═══ Records shown ═══

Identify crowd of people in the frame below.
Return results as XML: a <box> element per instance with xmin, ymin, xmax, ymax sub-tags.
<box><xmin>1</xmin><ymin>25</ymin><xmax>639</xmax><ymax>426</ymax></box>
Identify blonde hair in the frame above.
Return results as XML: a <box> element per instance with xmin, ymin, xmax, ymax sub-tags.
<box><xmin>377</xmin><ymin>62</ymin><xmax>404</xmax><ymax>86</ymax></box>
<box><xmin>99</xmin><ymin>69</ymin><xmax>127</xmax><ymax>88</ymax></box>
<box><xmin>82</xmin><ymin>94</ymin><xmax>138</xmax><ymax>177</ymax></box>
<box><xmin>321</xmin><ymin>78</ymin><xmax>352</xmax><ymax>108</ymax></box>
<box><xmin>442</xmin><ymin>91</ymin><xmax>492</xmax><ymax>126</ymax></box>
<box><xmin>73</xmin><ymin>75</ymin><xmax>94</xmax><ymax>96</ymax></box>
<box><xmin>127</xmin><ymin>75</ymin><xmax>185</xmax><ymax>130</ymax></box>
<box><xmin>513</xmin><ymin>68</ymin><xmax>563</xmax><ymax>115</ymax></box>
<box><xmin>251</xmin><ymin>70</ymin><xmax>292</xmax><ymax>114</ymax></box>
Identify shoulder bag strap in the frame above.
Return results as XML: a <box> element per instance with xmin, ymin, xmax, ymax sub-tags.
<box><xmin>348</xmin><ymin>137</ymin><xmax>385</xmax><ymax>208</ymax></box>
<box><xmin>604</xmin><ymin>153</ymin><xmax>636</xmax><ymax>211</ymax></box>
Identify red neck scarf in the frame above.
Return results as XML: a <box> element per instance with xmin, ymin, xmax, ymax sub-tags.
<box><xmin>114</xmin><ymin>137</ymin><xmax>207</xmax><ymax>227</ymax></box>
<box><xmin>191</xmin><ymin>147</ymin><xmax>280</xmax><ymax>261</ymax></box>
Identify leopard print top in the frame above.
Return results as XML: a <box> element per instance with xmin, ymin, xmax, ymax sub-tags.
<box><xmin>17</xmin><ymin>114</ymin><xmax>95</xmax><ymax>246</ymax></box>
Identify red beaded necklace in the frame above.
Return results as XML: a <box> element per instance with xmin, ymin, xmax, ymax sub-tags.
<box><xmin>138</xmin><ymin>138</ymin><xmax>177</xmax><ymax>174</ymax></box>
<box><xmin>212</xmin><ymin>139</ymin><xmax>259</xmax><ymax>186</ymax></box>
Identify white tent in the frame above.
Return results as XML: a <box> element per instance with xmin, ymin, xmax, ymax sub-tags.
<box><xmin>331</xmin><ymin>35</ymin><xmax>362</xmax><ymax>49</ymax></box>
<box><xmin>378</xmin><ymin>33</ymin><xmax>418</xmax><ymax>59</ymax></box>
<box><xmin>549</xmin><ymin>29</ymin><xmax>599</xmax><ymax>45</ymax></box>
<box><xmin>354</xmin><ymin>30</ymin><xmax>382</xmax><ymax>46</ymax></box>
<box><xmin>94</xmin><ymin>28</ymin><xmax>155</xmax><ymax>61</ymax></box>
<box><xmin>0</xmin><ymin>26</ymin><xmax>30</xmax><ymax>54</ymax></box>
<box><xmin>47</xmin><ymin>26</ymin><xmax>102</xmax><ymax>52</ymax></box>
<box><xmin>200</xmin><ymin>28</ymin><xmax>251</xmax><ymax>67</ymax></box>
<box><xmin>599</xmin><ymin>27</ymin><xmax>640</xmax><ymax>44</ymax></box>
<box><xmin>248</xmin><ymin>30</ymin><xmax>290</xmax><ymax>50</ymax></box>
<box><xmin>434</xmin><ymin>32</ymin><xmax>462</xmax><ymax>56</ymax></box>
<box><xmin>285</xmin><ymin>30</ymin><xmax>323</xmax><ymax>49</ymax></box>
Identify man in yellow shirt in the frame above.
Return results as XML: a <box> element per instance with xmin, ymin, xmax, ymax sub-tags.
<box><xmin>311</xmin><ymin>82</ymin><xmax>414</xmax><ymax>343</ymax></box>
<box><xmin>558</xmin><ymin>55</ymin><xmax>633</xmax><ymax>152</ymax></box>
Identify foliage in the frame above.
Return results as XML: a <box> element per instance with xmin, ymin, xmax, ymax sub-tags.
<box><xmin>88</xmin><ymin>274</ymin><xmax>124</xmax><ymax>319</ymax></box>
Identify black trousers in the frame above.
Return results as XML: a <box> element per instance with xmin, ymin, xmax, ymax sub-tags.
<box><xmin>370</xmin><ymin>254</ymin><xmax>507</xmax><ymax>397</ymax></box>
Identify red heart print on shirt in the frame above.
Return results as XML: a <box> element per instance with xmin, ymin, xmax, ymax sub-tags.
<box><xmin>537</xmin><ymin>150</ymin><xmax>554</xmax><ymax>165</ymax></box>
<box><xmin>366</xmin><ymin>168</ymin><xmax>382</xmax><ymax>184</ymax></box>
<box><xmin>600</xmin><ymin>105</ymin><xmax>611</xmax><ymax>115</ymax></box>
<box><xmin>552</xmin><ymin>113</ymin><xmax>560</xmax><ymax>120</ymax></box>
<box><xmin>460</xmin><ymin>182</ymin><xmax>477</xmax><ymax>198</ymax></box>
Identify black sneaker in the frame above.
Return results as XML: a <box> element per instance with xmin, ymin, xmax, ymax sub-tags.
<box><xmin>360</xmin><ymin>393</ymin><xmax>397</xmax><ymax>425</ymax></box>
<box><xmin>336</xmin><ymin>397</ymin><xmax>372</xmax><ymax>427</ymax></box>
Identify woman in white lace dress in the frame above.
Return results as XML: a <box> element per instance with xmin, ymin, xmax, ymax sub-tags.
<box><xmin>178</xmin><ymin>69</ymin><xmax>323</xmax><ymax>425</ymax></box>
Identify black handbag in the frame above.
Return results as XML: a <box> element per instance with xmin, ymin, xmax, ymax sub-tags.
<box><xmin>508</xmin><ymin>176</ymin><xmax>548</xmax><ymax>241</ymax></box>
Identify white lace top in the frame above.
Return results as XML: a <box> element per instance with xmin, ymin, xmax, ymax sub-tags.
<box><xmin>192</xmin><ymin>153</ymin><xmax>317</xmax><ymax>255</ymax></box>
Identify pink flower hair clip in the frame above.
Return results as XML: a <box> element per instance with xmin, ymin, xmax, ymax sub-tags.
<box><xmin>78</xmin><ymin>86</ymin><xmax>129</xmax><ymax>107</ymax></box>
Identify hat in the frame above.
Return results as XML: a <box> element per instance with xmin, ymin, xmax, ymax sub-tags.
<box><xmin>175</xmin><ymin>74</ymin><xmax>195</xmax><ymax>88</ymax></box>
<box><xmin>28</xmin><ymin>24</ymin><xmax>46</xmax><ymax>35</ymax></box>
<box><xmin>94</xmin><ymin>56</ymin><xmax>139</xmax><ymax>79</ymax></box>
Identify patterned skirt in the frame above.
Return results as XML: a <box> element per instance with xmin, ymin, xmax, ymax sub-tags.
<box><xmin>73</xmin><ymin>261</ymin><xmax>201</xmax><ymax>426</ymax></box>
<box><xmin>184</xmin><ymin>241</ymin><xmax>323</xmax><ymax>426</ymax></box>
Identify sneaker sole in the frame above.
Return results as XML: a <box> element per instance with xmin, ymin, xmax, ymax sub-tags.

═══

If a line in the records above includes the string "hair", copy it.

Identify blonde hair in the frame above.
Identify pink flower hair clip in the frame above.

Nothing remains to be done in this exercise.